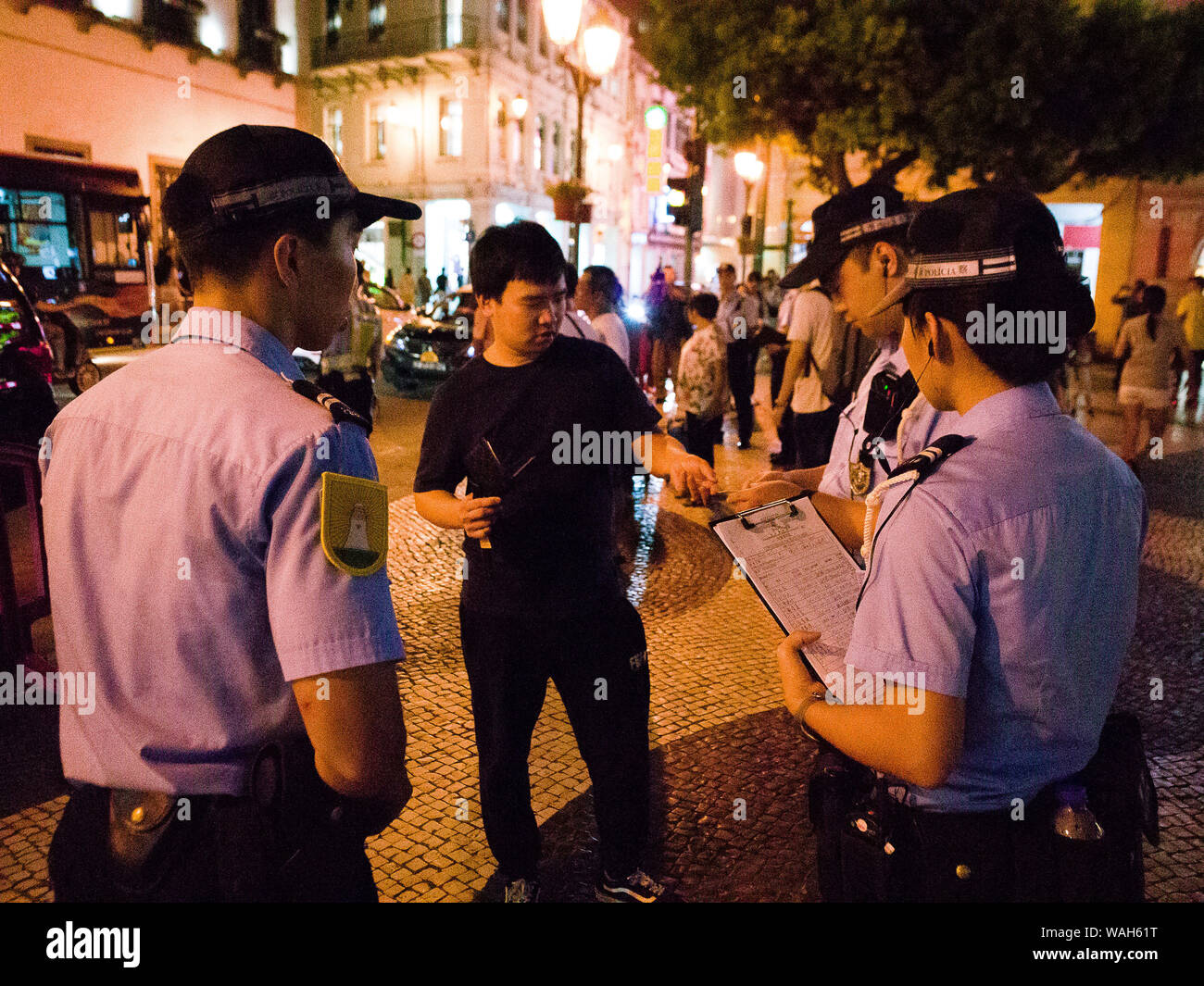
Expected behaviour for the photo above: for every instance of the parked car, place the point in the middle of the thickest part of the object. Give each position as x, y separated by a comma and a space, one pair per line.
27, 368
395, 313
432, 345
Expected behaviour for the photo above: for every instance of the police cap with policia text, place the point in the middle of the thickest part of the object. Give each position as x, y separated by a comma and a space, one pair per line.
844, 220
252, 172
968, 239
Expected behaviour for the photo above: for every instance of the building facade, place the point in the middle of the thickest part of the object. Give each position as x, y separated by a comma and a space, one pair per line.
462, 106
139, 83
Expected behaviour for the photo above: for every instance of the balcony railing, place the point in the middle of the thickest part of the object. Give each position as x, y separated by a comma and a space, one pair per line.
172, 20
406, 39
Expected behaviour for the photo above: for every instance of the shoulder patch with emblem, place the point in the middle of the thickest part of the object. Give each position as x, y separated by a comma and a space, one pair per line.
354, 523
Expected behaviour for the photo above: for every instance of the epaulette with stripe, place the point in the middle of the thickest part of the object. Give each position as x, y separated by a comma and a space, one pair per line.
338, 411
925, 462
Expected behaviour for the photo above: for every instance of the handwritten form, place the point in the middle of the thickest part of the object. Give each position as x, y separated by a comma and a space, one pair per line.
803, 574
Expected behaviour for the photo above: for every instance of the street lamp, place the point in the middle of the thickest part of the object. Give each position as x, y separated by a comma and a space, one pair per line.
597, 49
750, 168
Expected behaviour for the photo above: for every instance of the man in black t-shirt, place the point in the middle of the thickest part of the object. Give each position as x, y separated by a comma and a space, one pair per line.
537, 424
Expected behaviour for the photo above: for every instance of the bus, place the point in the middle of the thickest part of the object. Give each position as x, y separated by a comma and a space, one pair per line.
82, 235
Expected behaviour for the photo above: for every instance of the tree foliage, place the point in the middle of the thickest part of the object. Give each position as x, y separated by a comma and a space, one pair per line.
1035, 92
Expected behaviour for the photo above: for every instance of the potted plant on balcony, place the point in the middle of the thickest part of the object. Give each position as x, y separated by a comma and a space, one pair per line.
569, 201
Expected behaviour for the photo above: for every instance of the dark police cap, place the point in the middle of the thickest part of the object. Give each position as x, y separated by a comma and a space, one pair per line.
844, 220
967, 239
251, 172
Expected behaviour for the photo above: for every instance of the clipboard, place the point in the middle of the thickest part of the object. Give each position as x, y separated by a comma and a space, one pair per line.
799, 571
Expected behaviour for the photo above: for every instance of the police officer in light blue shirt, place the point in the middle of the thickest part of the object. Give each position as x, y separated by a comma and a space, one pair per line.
1000, 592
859, 256
216, 538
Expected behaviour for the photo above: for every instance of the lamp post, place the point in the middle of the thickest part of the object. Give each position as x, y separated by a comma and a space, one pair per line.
597, 49
750, 168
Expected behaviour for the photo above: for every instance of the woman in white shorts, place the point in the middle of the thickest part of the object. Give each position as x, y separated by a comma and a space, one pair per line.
1147, 385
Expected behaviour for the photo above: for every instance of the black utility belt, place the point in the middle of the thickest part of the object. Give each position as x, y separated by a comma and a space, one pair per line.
872, 846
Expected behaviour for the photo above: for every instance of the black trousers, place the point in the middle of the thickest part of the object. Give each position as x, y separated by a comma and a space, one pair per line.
786, 429
702, 435
229, 852
742, 378
597, 660
814, 435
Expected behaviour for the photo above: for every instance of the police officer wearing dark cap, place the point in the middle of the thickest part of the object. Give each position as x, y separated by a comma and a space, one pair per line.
216, 538
999, 597
859, 255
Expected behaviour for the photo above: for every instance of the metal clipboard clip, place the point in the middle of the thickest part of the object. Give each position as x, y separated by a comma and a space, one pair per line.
745, 514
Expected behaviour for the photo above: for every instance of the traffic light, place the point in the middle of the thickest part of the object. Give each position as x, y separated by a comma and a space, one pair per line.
685, 194
679, 201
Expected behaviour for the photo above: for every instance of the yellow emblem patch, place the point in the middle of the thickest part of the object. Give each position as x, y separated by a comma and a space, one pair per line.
354, 523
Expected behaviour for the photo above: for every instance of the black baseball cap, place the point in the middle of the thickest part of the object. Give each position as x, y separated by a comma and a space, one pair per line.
249, 172
844, 220
968, 237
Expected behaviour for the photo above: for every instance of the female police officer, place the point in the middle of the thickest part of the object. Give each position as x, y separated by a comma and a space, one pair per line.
1002, 571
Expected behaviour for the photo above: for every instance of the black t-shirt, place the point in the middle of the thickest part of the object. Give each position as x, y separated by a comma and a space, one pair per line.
558, 426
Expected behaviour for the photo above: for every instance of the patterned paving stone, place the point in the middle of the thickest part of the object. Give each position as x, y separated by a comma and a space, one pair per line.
718, 730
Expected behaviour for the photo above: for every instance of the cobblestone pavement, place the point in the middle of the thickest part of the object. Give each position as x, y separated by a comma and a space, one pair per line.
----------------------------------------
— Work to do —
Produce an exact repeat of the lines from the one containing "of the metal" through the last line of the data, and nothing more.

— Full output —
Expected behaviour for the photo above: for every instance of the metal clipboard clip, place the point in the middle of the thickest part of the object. Give each position as x, y separated by a comma and a space, one pair per line.
745, 514
Expected behaviour for the photo above: for every instance of the traffic light, place the point in the middle of the thickest part of the object. Give each position as x, y separated by a comma and a space, one pair per line.
685, 194
679, 201
Expected behaviour for the photo above: for every instance of the yellow emblem patch, place the point in the middle of the thickest part of the object. Give each position as x, y separated by a comma and a space, one pair per line.
354, 523
Expected behaviour for the photo above: for every instance of the black baseball cap, place the point in the middle of the thickest part of the object. Give each position as x, y separated by a comma and a space, one pair per line.
249, 172
844, 220
968, 237
Expected behaviour for the photo above: for every instance of the female police officer, place the point in the middle of the thickest part of the object. Give each position as x, y separated by a comma and a space, one pair per line.
1002, 571
Expected behaviour for the photo above: for every instance of the black t-shirt, place the point in the middle of the thickest part of the object. Give each position as x, y separated by a comma and a space, one pair per line.
558, 426
Expected behaviour for the photo above: for every instance of the patterned paving stone, place the point in the middle of the thickest part of the object. Give each position as x, y separated by a comma and a space, one pair per line.
718, 730
Expected behaviour for the photo above: for every instance of the cobblestone pavement, place the point in the middle of the thickest part of the object. Give each position as x, y separated by a comma and a space, one pair per line.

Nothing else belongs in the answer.